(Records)
## begin
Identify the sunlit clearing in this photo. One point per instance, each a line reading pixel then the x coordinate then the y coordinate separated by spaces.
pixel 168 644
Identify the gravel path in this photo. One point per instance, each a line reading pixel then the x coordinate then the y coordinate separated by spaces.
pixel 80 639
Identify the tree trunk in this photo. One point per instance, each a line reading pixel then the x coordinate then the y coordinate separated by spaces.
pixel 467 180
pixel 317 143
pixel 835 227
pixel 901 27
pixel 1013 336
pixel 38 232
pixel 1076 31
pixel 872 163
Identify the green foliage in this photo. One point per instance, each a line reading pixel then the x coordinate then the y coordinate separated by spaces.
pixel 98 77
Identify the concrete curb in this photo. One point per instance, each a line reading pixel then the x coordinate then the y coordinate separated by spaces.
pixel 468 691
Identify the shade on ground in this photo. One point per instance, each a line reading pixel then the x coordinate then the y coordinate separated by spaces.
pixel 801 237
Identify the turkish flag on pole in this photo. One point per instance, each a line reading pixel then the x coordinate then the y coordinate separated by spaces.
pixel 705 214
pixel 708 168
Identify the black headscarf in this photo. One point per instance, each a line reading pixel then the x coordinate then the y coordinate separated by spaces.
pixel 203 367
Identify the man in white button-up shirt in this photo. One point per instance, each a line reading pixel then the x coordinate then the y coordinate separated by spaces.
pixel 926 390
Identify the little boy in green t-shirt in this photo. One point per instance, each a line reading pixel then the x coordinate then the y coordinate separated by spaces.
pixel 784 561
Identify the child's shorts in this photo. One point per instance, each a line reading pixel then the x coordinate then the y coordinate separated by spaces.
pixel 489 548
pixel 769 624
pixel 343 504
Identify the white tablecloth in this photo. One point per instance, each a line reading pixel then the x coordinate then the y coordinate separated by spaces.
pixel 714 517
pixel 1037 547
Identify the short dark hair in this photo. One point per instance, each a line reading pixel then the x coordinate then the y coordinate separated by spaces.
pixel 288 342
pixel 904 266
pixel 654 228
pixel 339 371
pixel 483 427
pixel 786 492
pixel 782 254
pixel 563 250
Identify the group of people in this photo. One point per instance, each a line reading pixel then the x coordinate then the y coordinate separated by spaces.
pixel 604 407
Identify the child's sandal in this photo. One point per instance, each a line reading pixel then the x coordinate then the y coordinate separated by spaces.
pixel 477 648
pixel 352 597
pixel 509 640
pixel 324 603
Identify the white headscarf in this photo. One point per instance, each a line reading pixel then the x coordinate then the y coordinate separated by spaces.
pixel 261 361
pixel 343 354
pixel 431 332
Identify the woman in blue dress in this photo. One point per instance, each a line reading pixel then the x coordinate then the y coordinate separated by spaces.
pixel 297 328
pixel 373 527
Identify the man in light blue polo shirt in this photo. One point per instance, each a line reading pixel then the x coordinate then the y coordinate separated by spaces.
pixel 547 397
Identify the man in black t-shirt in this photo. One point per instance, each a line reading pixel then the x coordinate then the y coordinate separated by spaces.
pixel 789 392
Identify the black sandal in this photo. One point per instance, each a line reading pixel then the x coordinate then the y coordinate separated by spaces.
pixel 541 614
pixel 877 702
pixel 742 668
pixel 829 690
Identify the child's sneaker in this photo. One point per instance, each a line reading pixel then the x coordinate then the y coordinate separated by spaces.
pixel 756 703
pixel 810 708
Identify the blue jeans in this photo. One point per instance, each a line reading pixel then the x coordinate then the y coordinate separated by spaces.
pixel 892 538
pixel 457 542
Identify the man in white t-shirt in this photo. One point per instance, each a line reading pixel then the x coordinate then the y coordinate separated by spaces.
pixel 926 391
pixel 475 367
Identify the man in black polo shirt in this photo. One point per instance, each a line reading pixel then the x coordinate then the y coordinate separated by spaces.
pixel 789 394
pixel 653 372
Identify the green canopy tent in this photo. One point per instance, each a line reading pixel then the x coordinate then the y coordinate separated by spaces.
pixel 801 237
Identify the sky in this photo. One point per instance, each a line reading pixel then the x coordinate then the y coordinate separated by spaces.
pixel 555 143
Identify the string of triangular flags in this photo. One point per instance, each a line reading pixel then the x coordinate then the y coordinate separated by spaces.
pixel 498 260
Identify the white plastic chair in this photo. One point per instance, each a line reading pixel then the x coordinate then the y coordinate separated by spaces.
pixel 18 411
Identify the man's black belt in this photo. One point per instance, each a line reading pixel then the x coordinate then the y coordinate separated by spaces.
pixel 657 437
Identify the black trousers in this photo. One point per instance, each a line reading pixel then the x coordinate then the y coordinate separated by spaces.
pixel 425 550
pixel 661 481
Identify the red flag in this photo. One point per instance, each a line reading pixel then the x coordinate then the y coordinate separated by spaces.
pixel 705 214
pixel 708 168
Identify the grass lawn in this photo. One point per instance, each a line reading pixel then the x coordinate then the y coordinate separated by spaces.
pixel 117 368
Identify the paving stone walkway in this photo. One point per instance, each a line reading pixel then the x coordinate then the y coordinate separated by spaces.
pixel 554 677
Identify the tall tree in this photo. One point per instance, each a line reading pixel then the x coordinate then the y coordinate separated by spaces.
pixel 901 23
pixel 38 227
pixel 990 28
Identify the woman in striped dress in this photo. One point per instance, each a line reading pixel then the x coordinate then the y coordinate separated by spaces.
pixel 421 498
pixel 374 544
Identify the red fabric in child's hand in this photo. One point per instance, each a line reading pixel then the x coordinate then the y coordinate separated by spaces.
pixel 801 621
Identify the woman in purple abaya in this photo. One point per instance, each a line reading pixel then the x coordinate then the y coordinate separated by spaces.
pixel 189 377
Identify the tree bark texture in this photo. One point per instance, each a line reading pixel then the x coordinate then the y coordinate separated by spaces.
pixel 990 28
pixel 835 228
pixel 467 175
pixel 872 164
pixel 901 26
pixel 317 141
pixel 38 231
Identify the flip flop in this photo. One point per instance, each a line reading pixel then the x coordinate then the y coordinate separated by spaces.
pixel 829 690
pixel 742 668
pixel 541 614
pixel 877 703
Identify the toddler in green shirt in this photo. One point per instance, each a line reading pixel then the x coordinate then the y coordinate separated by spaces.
## end
• **TASK DETAILS**
Please copy every one of the records above, line for line, without changing anything.

• **TASK SOLUTION**
Identify the sunlit clearing in this photo. One point per instance, each a line reading pixel then the x coordinate then the y coordinate separated by spaces.
pixel 168 644
Identify the gravel path in this photo. One point per instance, each a line reading pixel then the x coordinate then the y coordinate separated by spaces.
pixel 80 639
Identify the tree trunk in this photo. One point per instance, each a line reading pixel then the x coordinate then the y coordinate separated by spaces.
pixel 467 180
pixel 317 143
pixel 835 227
pixel 901 27
pixel 1013 336
pixel 38 232
pixel 1076 31
pixel 872 163
Identify the green foliage in this photo. One point per instance, each a line reading pixel then the x coordinate then the y coordinate separated by spaces.
pixel 98 77
Identify the concrete curb in this photo. One point per instance, each a line reading pixel then the x coordinate then the y coordinate separated by spaces.
pixel 468 691
Identify the shade on ground in this photo. One point per instance, each a line reading pixel then the x coordinate then the y coordinate separated by spaces.
pixel 801 237
Identify the turkish flag on pole in this photo. One point per instance, each a line reading pixel then the x coordinate then the y coordinate separated by spaces.
pixel 705 214
pixel 708 168
Identify the black headscarf in this photo. One point per instance, each a line reading pixel then the x coordinate then the y coordinate separated by spaces.
pixel 203 367
Identify the man in white button-up shirt in this photo. One point per instance, each a line reading pixel then the x coordinate then the y coordinate separated by spaces.
pixel 926 390
Identify the little boy in green t-shirt in this photo. One point per instance, each a line reading pixel then the x coordinate then the y coordinate separated by spaces.
pixel 784 561
Identify the child's shorts in this photo. One point per instance, each a line reading pixel then the x coordinate then the y coordinate separated by spaces.
pixel 489 548
pixel 769 624
pixel 343 504
Identify the white tablecloth in this photo. One point per instance, each a line reading pixel then the x coordinate then the y coordinate separated by spaces.
pixel 714 517
pixel 1037 547
Identify the short dark hair in this photo. One point per instance, each a line reading pixel then the x coordinate then the y coordinate separated by spaces.
pixel 288 342
pixel 904 266
pixel 654 228
pixel 339 371
pixel 483 427
pixel 786 492
pixel 782 254
pixel 563 250
Identify the group of people in this photo. One point per instance, each a line reading pixel then the x coordinate then the y coordinate separated by spaces.
pixel 604 407
Identify the child's sandal in this photo. One point per instance, each a line reading pixel then the x coordinate then the y coordinate separated by spaces.
pixel 477 648
pixel 352 597
pixel 509 640
pixel 324 603
Identify the white headscarf in this photo. One point per instance, each a line reading pixel then the x coordinate then the y coordinate separated by spaces.
pixel 261 361
pixel 343 354
pixel 431 332
Identify the woman in blue dress in this photo. One point per instance, each a line reading pixel then the x coordinate then the y coordinate separated by spaces.
pixel 297 328
pixel 373 527
Identify the man in light blue polo shirt in this photo. One point per instance, each a line reading pixel then the x coordinate then the y coordinate separated by spaces.
pixel 547 397
Identify the man in black t-shirt in this photo. One point per instance, each a line reading pixel then the x coordinate then the y coordinate separated by spaces.
pixel 789 392
Identify the black sandal in this photo. One point per instance, each a line reading pixel then the x coordinate then the y coordinate separated by spaces.
pixel 541 614
pixel 877 702
pixel 742 668
pixel 829 690
Identify the child's sneaker in this photo. One point per instance, each a line reading pixel then the x coordinate then the y coordinate separated by spaces.
pixel 756 703
pixel 810 708
Identify the blue jeans in this photo. One point per instance, each a line reading pixel then the x coordinate then the y coordinate separated by spaces.
pixel 892 538
pixel 457 542
Identify the man in white t-shirt in this photo. One point per instance, each a line reading pixel then the x coordinate then the y coordinate separated by spaces.
pixel 926 391
pixel 475 367
Identify the man in black polo shirt in this photo. One point per instance, each a line reading pixel then the x coordinate then the y coordinate separated by spaces.
pixel 789 394
pixel 653 372
Identify the green canopy tent in this photo. One point per instance, each a line reading pixel then the x coordinate then the y coordinate separated by spaces.
pixel 801 237
Identify the sky in this photo. One point per instance, each a line reading pixel then the x coordinate then the y coordinate separated by spaces.
pixel 555 143
Identify the string of triangular flags in this photo. One point per instance, each a line reading pixel then the x coordinate then the y coordinate separated by spaces.
pixel 498 260
Identify the white plastic chair in this photo. One point per instance, each a line reading pixel then the x coordinate then the y coordinate separated by spaces.
pixel 18 411
Identify the man's black belt in this photo. One point per instance, each a line reading pixel then the x coordinate then the y coordinate separated by spaces.
pixel 657 437
Identify the black trousers in this photo. One point per instance, each a line reading pixel then the x coordinate then the y coordinate separated by spaces.
pixel 425 550
pixel 661 481
Identify the red flag in this photo. One point per instance, each a line reading pixel then the x coordinate then the y coordinate separated by spaces.
pixel 705 214
pixel 708 168
Identify the grass lawn in this photo. One point per instance, each a line reading pixel then the x coordinate then the y coordinate separated by spaces.
pixel 117 368
Identify the paving stone walkway in this photo. One point per instance, each a line reading pixel then the x coordinate then the y coordinate separated by spaces.
pixel 554 677
Identify the tall tree in this photo. One point per instance, each a line reading pixel then the x coordinate then the y coordinate separated by spaces.
pixel 901 23
pixel 38 227
pixel 990 28
Identify the woman in striped dress in this photo. One point per instance, each a line reading pixel then the x coordinate then the y coordinate separated by spaces.
pixel 421 498
pixel 374 544
Identify the red fabric in child's hand in this photo. One point per instance, each a line reading pixel then the x coordinate then the y coordinate separated by spaces.
pixel 801 621
Identify the woman in purple abaya in this photo. One point per instance, each a line reading pixel then the x coordinate then the y coordinate separated by spaces.
pixel 189 377
Identify the tree bark texture in this photo. One point per instance, each a line reading pixel then the x coordinate then the y coordinate separated by spaces.
pixel 990 28
pixel 835 228
pixel 467 175
pixel 872 164
pixel 901 26
pixel 317 141
pixel 38 231
Identify the flip flop in this photo. One point per instance, each a line reading pixel then the x coordinate then the y coordinate separated by spaces.
pixel 829 690
pixel 742 668
pixel 541 614
pixel 877 703
Identify the toddler in green shirt in this photo. One point per instance, each a line reading pixel then the x coordinate then the y coordinate separated by spaces.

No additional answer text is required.